● Metin
>>

06 Nisan 2009

Jeoturizm

Hayranlıkla izlediğimiz bazı doğal anıtların öykülerini hiç merak ettiniz mi?



Hayranlıkla izlediğimiz bazı doğal anıtların öykülerini hiç merak ettiniz mi? Kapadokya’da gezerken bu olağanüstü görüntülerin nasıl ve hangi koşullarda oluştuğunu, Pamukkale’nin beyaz travertenlerinin neden sadece bu alanda olduğunu hiç düşündünüz mü? Anadolu’yu gezerken yol boyunca rastladığınız rengarenk kayaların neden bu renklerle bezendiğini, dal sanarak elinize aldığınız bir ağacın nasıl olup da taş haline geldiğini veya 2000 metre rakımda bulunan kayaların içinde neden deniz hayvanlarının fosillerinin bulunduğunu merak etmiş olmalısınız.
Doğada gözümüzle görebildiğimiz olayların sayısı çok fazla değil. Her şey biz farkında olmadan akıp gidiyor. Ancak görelim veya görmeyelim Yerküre üzerinde meydana gelen olaylar o günün tarihiyle bir yerlere kaydediliyor.
İnsanlar tarafından bırakılan kültürel mirası inceliyor, anlıyor ve koruyoruz. Bir tabletin okunması bile bize binlerce yıl önce yaşayan insanlar hakkında çok detaylı bilgiler veriyor. Çünkü birileri bu kültürel mirasların öykülerini bir yerlere kaydetmiş olabiliyor. Bir çok eseri ise yapanların imzalarından tanımak gibi bir avantajımız var. Bu eserlerin tümü bizden binlerce yıl önce yaşayan insanların mesajlarını günümüze aktarıyor
Aynı şekilde 4,6 milyar yıl yaşındaki yeryuvarı da oluşumundan günümüze kadar başından geçen her öyküyü kayaçlara kaydederek, geçmişi hakkındaki birçok bilgiyi günümüze göndermiş. Bu kayıtları bazen bir tortul kayacın bünyesine bazen de magmadan gelen bir mineralin bünyesine saklamış. Yeryuvarı içinde bulunan magmatik, başkalaşım ve tortul kayaçları inceleyen yerbilimciler yeryuvarının geçmişi hakkında çok önemli bilgiler elde edebiliyorlar.

<<

● Alıştırmalar
**1.** Jeoturizm metninde "06 Nisan 2009" ifadesinden "merak etmiş olmalısınız." ifadesine kadar olan kısmı hiç değiştirmeden kopyalayın.
**2.** Jeoturizm metnine göre yeryuvarı kaç yaşındadır?
Aşağıdaki veriler bu alıştırmada hiçbir işe yaramaz.

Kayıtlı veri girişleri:
>>

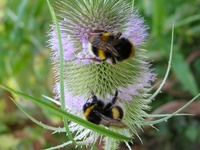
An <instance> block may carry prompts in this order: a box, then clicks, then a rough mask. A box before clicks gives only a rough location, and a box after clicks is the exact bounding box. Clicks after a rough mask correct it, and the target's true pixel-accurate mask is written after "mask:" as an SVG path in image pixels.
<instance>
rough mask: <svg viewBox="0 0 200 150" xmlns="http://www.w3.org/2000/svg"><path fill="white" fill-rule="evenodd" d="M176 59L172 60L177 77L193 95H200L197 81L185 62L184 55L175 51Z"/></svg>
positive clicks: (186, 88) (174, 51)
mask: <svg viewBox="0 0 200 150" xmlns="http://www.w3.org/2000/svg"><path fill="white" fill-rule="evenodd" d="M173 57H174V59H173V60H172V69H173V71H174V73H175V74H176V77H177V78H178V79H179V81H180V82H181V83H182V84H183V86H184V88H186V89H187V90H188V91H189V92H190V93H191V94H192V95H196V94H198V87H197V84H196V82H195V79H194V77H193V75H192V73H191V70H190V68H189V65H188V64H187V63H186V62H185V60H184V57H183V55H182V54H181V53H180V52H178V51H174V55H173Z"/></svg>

<<
>>

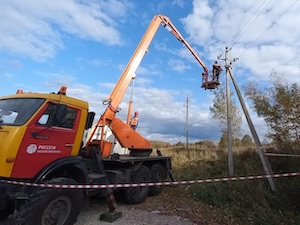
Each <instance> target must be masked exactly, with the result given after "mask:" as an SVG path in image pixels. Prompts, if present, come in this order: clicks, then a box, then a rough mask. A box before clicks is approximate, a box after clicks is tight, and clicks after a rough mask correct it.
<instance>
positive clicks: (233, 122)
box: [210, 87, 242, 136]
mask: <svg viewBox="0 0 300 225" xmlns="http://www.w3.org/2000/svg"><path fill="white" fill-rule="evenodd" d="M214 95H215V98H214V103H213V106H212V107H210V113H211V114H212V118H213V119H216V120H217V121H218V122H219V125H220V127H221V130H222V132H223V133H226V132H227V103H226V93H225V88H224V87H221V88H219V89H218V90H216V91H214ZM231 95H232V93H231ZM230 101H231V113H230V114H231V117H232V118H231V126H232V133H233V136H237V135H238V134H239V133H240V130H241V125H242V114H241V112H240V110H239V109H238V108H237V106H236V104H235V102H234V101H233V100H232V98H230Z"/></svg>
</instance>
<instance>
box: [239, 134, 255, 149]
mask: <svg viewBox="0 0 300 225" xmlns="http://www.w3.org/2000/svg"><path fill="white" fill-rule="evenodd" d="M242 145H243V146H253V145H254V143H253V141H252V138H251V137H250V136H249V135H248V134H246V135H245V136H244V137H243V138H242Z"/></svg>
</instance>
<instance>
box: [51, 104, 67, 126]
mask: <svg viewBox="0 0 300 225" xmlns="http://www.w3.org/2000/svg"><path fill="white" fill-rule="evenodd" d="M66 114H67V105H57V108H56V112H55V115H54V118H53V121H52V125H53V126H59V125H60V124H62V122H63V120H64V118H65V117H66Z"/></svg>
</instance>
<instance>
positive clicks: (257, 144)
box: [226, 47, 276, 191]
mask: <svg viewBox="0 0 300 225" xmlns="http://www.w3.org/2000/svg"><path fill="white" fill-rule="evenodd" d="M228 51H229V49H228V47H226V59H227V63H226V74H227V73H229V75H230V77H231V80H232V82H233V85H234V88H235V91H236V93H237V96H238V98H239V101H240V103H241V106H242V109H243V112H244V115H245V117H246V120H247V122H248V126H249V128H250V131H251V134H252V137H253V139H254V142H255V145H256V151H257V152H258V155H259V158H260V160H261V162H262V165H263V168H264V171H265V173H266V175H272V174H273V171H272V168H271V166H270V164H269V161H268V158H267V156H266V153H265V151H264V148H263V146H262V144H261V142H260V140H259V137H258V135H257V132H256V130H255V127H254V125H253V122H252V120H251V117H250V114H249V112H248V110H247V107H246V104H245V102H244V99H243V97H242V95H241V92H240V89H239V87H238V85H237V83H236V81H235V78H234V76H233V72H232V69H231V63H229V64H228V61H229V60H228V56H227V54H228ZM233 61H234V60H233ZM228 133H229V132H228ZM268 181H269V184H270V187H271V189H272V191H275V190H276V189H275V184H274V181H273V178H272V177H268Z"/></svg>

<<

● Alıştırma yanıtları
**1.**
06 Nisan 2009

Jeoturizm

Hayranlıkla izlediğimiz bazı doğal anıtların öykülerini hiç merak ettiniz mi?



Hayranlıkla izlediğimiz bazı doğal anıtların öykülerini hiç merak ettiniz mi? Kapadokya’da gezerken bu olağanüstü görüntülerin nasıl ve hangi koşullarda oluştuğunu, Pamukkale’nin beyaz travertenlerinin neden sadece bu alanda olduğunu hiç düşündünüz mü? Anadolu’yu gezerken yol boyunca rastladığınız rengarenk kayaların neden bu renklerle bezendiğini, dal sanarak elinize aldığınız bir ağacın nasıl olup da taş haline geldiğini veya 2000 metre rakımda bulunan kayaların içinde neden deniz hayvanlarının fosillerinin bulunduğunu merak etmiş olmalısınız.

**2.** 4,6 milyar yıl.